TASKS FOR THIS EXERCISE
[a] Translate into Spanish this sentence from the pandemic discussion: "In the real world, you look at conditions as they are."
[b] According to the pandemic discussion, how long do real clinical trials with thousands of subjects take to finish?
[c] Reproduce the pandemic discussion between "I'll overlook the" and "the real world'?", inclusive.
BEGIN DOCUMENT EXTRACT
I'll overlook the implication that I don't live in the 'real world'. What the statement means is that just because you're fine today you can ease up, because you really don't like the shutdown. You're still standing in an explosives factory, and now propose to shoot off bottle rockets just because nothing bad has happened today.
In the real world, you look at conditions as they are. In this case, those conditions are that the virus is still epidemic and there are none of the preconditions necessary to contain it present in the US, at least, and also in most of Europe.
> assuming you have testing and tracing capacity
Where is it that you are describing, since you are 'in the real world'?
Here in the US there is no where that I am aware of that has sufficient testing and tracing capacity to deal with a 3-week old exponential outbreak.
> There is a global average infection rate. Of course it's just an average, but is representative of the growth of global cases
Flattening the curve in NYC and Lombardy does not change the trajectory of Brazil and every other developing country. Even India’s fast response is less likely to work than a rich country’s shelter in place. As long as there is exponential spread out there it will keep showing up wherever you call home.
The places that are growing are too early in the curve to move that needle. The developing world got it first because people travel more, but the virus has reached poor countries and they won't have as many options.
Like the article says, there have been some hopeful anecdotes, but that is a long way from an effective cure and rigorous testing phase. Aka to early to tell.
Actually no we wouldn’t, because real clinical trials with thousands of subjects take a long time to wrap up, even when researchers are working at breakneck speed.
FWIW The anecdotal evidence from doctors and patients who have managed to get a hold of some of it has been very good so far.
END DOCUMENT EXTRACT
BEGIN SUPPLIED RECORDS
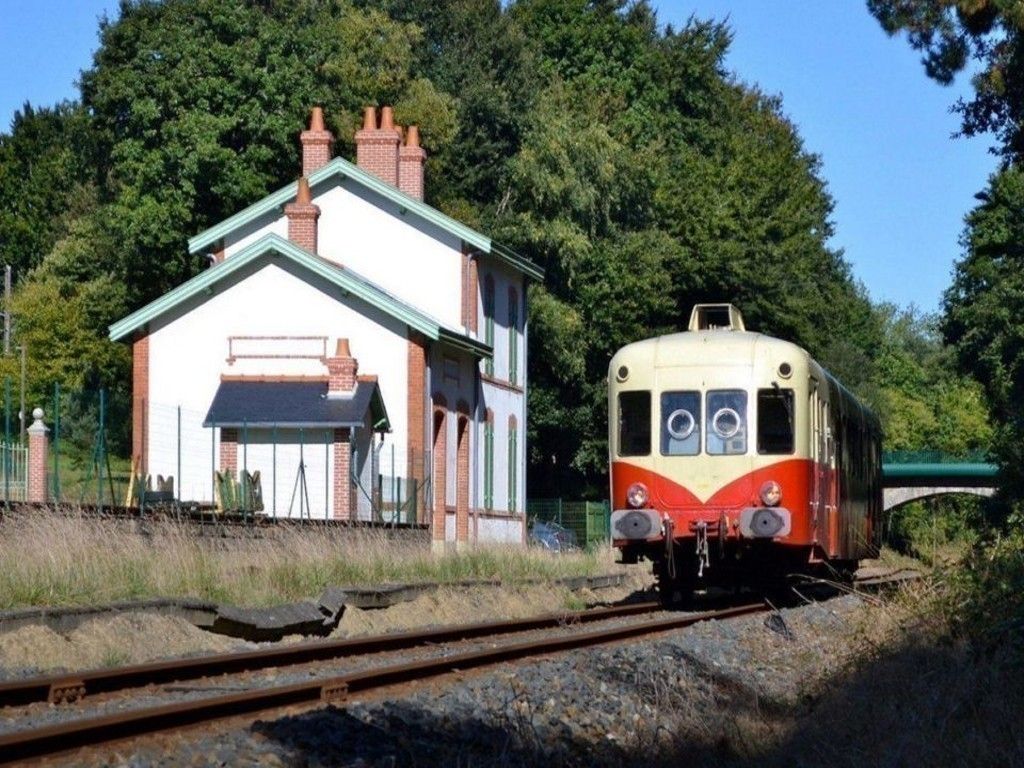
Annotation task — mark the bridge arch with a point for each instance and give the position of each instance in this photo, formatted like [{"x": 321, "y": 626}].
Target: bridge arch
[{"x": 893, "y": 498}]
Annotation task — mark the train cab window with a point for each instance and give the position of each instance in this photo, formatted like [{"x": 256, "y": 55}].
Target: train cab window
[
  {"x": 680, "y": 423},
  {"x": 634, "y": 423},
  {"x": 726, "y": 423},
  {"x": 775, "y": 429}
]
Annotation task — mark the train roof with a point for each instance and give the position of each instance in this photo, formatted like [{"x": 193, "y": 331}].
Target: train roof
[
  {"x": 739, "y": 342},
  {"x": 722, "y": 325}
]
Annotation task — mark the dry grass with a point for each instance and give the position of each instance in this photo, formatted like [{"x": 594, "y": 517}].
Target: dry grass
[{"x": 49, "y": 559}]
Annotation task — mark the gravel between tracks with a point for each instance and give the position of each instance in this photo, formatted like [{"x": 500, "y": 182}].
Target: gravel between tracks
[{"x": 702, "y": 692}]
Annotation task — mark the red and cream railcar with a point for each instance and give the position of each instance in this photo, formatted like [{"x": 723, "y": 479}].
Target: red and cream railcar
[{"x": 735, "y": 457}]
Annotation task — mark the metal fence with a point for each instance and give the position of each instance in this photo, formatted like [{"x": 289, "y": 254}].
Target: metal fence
END SUPPLIED RECORDS
ANSWER SET
[a] En el mundo real, uno observa las condiciones tal como son.

[b] They take a long time to wrap up, even when researchers are working at breakneck speed.

[c]
I'll overlook the implication that I don't live in the 'real world'. What the statement means is that just because you're fine today you can ease up, because you really don't like the shutdown. You're still standing in an explosives factory, and now propose to shoot off bottle rockets just because nothing bad has happened today.
In the real world, you look at conditions as they are. In this case, those conditions are that the virus is still epidemic and there are none of the preconditions necessary to contain it present in the US, at least, and also in most of Europe.
> assuming you have testing and tracing capacity
Where is it that you are describing, since you are 'in the real world'?